### [SHORT PROBLEM]
Reproduce every line of the records below without any change, and leave the pictures out.
-- Begin --
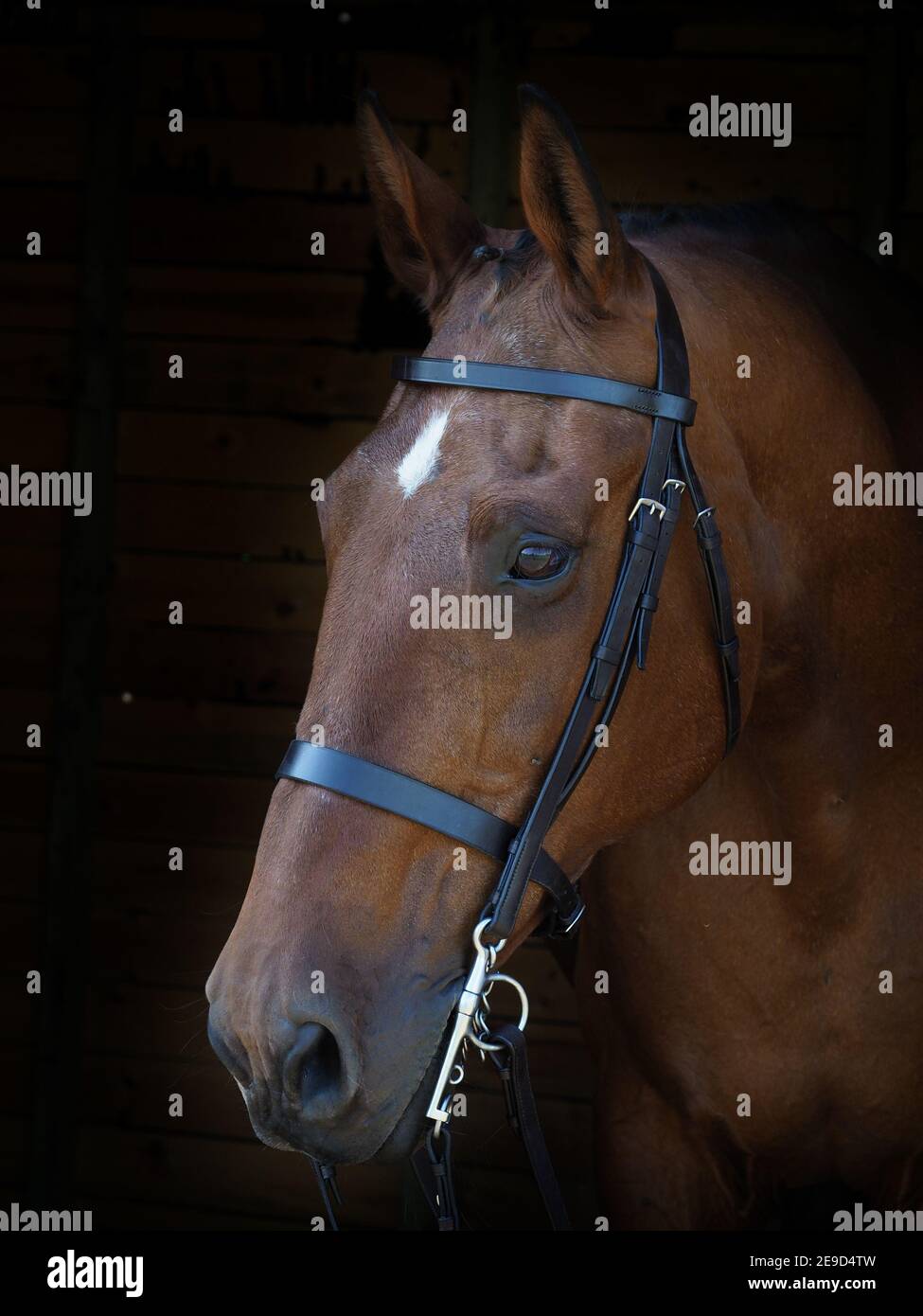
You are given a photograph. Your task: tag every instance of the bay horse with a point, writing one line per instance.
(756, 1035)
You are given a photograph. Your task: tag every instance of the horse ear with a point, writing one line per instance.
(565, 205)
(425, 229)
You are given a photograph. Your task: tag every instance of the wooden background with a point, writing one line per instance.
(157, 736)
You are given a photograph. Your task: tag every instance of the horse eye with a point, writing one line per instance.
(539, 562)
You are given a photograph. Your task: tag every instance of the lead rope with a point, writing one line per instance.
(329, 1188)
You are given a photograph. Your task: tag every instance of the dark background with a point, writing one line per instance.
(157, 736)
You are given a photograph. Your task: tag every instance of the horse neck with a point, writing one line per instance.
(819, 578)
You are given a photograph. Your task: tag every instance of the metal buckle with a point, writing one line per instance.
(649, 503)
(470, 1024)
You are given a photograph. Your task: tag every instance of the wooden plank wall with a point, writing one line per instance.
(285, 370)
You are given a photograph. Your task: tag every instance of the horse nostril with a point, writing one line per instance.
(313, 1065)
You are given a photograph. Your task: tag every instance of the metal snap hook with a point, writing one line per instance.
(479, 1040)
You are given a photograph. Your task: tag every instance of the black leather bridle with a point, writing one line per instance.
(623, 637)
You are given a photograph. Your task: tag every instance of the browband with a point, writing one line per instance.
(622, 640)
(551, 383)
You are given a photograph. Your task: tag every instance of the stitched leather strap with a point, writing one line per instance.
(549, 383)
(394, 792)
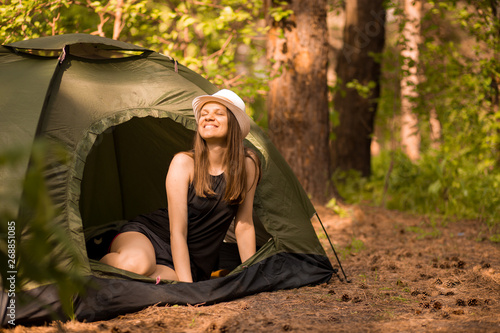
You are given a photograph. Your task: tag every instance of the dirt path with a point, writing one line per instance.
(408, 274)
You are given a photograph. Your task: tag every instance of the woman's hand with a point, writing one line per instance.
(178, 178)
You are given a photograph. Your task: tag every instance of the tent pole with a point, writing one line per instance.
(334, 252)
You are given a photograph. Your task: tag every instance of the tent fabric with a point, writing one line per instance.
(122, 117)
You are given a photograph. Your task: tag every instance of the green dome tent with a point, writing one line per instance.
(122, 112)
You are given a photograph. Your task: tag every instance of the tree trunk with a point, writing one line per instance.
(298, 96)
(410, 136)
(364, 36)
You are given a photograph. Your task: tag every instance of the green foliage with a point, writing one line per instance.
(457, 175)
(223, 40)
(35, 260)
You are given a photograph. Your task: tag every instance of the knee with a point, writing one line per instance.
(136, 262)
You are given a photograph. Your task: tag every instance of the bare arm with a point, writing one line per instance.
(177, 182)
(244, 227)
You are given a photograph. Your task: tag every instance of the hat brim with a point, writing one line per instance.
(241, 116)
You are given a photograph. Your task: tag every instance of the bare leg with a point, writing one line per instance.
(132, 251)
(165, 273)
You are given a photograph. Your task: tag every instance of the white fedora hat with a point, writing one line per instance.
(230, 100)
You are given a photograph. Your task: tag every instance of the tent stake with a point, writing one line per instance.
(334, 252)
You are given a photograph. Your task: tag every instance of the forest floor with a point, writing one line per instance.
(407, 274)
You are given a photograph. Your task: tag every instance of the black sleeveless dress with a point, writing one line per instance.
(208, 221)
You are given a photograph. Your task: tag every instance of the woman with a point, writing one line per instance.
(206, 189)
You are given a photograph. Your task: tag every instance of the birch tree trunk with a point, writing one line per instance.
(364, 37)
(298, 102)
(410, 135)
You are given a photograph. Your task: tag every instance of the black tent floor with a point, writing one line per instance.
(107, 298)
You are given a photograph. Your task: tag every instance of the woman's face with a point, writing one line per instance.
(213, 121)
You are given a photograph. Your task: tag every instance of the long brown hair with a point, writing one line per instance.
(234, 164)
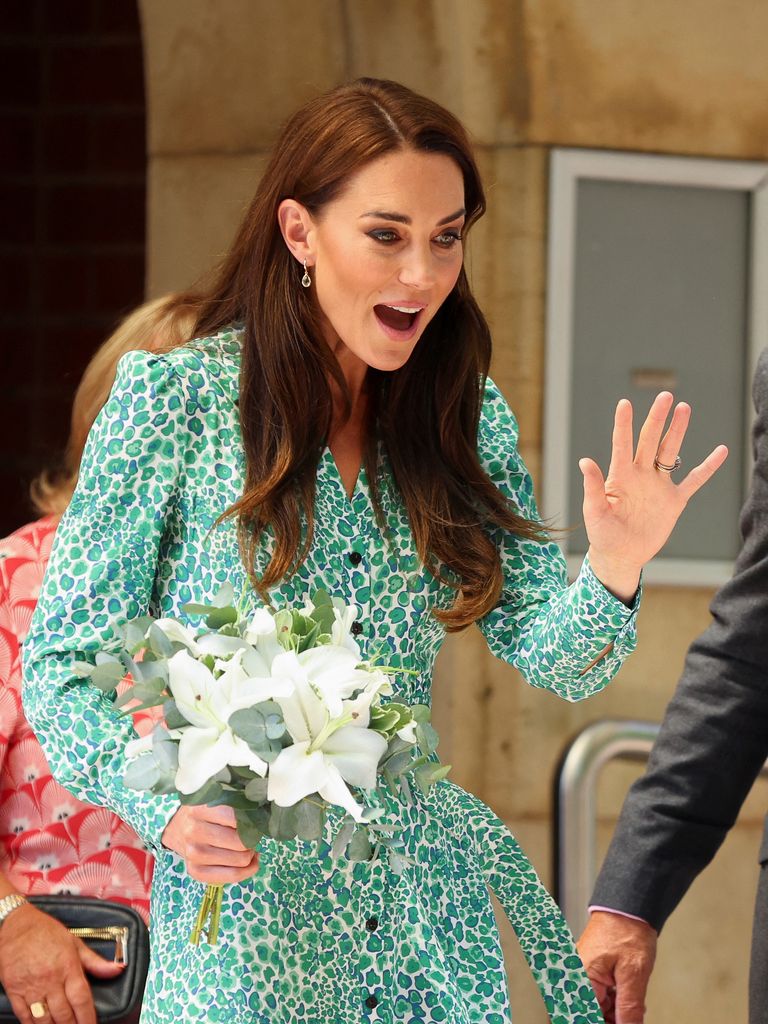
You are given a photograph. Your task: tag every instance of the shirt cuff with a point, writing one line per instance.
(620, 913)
-- End --
### [RESPONSE TO THIS TASK]
You are given a photograph. Your task: tag every instance of the bay horse with a point, writing one line per instance.
(756, 1035)
You are given a photograph. Your task: tag every instance of the horse ear with a point, writing one line per instance.
(565, 205)
(425, 229)
You are given a photograph. Your task: tag every instance of the wooden background with a point, writing one line per instance.
(157, 736)
You are given a photograph. Your task: tag every instance of the horse eye with a point, writing one line per instance.
(539, 562)
You are given a photograph. Your task: tag every instance of the lead rope with a point, writing one line per instance.
(329, 1188)
You are given a photograph. Your task: tag every instance of the dark background with a point, writing one line per instance.
(157, 736)
You are given a photograph. Your task: tag every instance of the horse neck with a point, writing one line per instance.
(819, 578)
You are given a photograph. Your task: tag every instance of the metal buckle with a point, writing one line per instance.
(649, 503)
(470, 1024)
You are given a photograph. Your task: tag every instance of the wooden plank wall with a point, writing one line per instance.
(285, 370)
You are given a photograph. Your task: tag every instance of the horse nostril with a point, writing one line per instance.
(313, 1065)
You are given a photograph. Your task: tag every instance of the metal snap hook with a point, writing one line per instance.
(479, 1040)
You are given a photograph. Your task: tag every instance of the black leather bridle with a point, writing one line per instance.
(623, 637)
You are given a photograph. Your task: tag every instance of the browband with a point, writing one line per instance.
(622, 640)
(551, 383)
You are given a photograph. Your task: tag every instance of the stitched leather strap with a point, writing one line per instance.
(549, 383)
(394, 792)
You are given a photograph. Your task: tag every instance of the dirt path with a point, writing one line per instance.
(408, 274)
You are given a photograph. Your task: tag every instance of the woman's hand with a point, writing one line per instance.
(178, 178)
You are given a photograph. Your task: tag every instance of the tent pole with a point, writing one line per instance.
(334, 252)
You are given a photograph. Your task: tag every instance of the tent fabric with a point, writing one line per instance.
(122, 117)
You are given a photograph. Your task: tag every instance of the green dome tent with a point, writing one line per instance.
(122, 112)
You are given a photograph. Your task: tag every instance of the tree trunk with a point, writing one line per instance.
(298, 96)
(410, 136)
(364, 36)
You are given a photograph. Your task: tag every instance of the green foliage with a point, writing one line per instance.
(457, 175)
(223, 40)
(35, 260)
You are given a photograph. Your task: tag every instance of the knee with a point, writing one line per instance.
(136, 262)
You are given a photograph. Your task: tag every instance of the bare arm with a point, writing one line per instance.
(177, 182)
(244, 227)
You are given a photograph. Your task: tag every instance of the hat brim with a point, writing one line per instance.
(241, 116)
You are given a photograph. Your task: tag every instance of the bare leg with a point, writing one line per instance.
(132, 251)
(165, 273)
You are given a photograph. Your task: tag every instance of the white fedora hat with a point, writing one line per instance.
(230, 100)
You are given a photograph. Your task: tag every instance of the tent stake with a point, writing one line per instance.
(334, 252)
You are given a photograph. Your task: tag every instance of the forest floor with a point, writing one line per instance.
(407, 274)
You are given a photograph. Your task: tag every instance of the black sleeveless dress with a point, writing one line per instance.
(208, 221)
You are given a photograph. Your task: tag every instance of the woman with a point, writing one line per instance.
(206, 189)
You are given a photograph. Your task: tag every instance of the birch tree trunk with a point, writing one line per instance.
(364, 37)
(298, 102)
(410, 135)
You are given a photograph. Your task: tag every instance of the black tent floor with a point, writing one line per instance.
(107, 298)
You are given a photograph. Your task: tag every instance of the woman's face with a point, writing one line per instance.
(213, 121)
You are given a photograph. Your task: tag every instance of the long brown hair with a point, writing one line per instance.
(234, 164)
You are given a photograph. Your task: tag every instance of the shirt cuff with a point, writing one line per instance.
(620, 913)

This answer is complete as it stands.